Records from a point labeling set:
•••
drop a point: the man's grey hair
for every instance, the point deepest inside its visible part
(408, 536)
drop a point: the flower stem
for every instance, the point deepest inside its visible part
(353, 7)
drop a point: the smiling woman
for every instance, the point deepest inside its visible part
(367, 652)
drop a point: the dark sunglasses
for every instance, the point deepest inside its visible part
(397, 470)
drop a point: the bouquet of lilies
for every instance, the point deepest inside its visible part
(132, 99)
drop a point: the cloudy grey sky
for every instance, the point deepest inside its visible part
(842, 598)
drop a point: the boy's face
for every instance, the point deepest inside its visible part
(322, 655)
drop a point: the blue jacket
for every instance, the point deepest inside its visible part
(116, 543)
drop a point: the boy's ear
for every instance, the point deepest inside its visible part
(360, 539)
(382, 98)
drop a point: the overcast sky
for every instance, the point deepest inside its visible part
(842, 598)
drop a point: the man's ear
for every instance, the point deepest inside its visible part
•••
Format everything from the line containing "drop a point: the man's ear" down to the end of the records as a JSON list of strings, one string per line, leaving out blank lines.

THE RESULT:
[
  "drop a point: the man's ear",
  "for every instance, the point deepest inside its visible part"
]